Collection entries
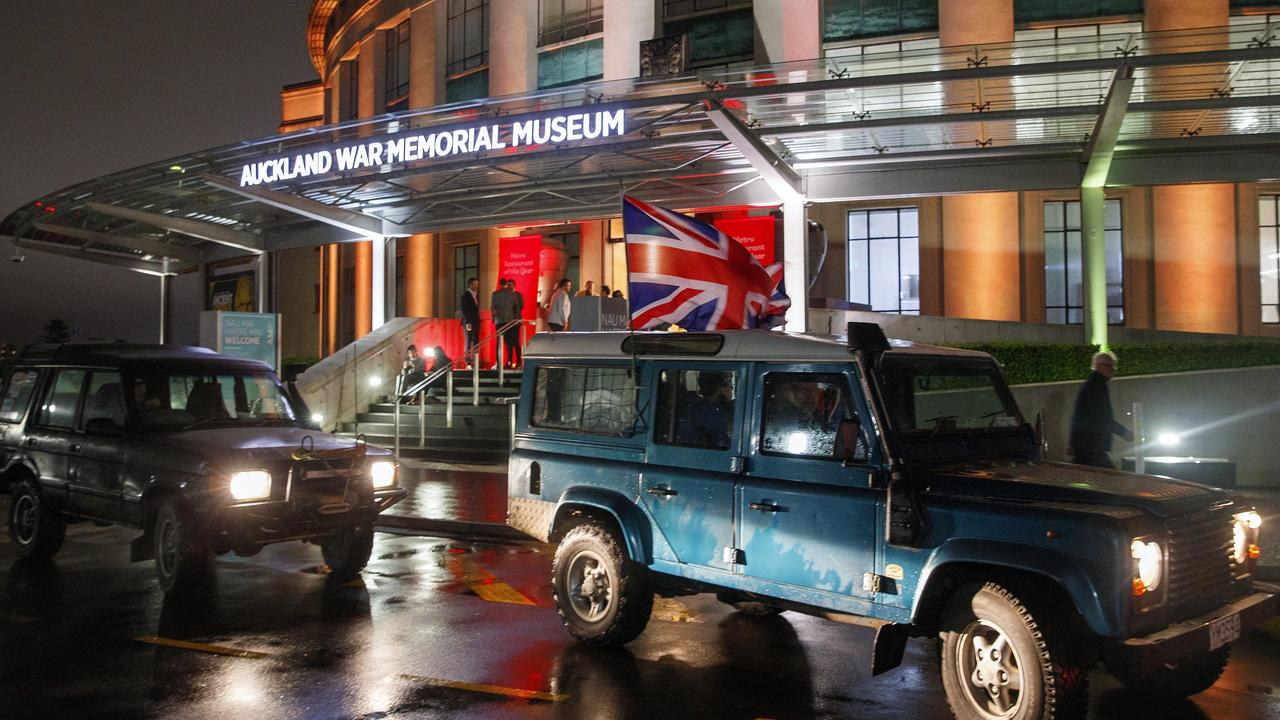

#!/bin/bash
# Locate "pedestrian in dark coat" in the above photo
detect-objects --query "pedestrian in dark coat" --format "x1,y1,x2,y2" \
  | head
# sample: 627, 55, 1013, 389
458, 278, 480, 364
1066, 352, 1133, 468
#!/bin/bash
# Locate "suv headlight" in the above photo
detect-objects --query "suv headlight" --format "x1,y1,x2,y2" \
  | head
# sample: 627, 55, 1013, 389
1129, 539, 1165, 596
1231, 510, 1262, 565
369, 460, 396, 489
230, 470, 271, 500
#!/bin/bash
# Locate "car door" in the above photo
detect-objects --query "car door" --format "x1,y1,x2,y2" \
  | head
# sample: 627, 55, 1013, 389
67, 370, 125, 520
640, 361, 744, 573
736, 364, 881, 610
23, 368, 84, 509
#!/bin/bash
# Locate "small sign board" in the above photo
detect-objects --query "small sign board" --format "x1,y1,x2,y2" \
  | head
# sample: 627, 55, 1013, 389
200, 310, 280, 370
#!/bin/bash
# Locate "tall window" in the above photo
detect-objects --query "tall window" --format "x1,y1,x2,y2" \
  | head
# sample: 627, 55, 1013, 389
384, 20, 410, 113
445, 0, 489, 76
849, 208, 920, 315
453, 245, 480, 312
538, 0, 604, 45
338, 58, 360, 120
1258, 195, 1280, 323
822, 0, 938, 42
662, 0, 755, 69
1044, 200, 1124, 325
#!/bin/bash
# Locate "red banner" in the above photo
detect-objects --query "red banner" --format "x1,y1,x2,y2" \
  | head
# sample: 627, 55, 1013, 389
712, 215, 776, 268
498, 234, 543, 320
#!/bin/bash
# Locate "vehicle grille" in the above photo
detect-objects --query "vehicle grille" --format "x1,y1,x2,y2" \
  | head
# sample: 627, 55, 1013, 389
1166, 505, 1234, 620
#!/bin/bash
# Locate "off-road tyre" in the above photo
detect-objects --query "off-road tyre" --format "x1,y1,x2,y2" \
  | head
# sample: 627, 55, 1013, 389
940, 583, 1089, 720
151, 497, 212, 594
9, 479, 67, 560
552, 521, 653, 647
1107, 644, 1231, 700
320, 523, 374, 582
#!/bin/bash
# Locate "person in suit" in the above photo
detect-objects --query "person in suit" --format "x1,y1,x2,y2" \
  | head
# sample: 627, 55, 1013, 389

---

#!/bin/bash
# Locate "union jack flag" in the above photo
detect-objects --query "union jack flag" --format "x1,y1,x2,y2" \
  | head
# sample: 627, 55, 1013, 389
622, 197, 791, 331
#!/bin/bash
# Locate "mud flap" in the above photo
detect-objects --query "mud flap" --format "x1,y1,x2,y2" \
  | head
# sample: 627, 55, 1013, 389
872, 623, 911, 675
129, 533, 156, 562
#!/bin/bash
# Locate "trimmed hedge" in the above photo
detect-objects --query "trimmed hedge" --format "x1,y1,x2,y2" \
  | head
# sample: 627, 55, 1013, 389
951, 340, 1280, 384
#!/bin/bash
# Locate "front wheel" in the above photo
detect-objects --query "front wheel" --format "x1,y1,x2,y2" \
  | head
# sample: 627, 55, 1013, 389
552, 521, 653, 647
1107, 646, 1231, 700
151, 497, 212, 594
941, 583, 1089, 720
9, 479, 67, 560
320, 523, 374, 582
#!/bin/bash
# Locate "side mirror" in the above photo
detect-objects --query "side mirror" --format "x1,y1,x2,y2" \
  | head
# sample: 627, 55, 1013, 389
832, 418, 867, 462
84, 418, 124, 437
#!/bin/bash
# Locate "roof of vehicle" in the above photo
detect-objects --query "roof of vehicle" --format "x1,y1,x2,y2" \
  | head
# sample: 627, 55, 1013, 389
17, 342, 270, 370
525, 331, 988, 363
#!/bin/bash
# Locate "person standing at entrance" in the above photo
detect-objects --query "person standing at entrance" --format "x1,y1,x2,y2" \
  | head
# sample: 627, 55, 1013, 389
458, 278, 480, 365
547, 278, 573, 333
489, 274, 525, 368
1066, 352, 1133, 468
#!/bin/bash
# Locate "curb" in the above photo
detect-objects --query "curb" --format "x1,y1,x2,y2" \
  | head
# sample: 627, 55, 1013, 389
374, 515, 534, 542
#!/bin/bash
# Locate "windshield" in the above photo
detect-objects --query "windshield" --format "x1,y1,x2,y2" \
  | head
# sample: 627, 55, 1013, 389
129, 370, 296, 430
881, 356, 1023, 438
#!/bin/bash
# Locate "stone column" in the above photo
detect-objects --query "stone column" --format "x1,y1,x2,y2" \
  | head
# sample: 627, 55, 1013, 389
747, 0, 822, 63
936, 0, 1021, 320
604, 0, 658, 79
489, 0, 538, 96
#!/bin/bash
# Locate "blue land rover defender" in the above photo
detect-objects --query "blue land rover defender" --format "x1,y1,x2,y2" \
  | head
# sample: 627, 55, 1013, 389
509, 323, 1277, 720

*Stated problem*. Pull out every line of the listing that contains the string "mirror".

*Task output*.
# Locate "side mirror" in the above photo
detect-objects --query "side mirror" --format "x1,y1,x2,y2" \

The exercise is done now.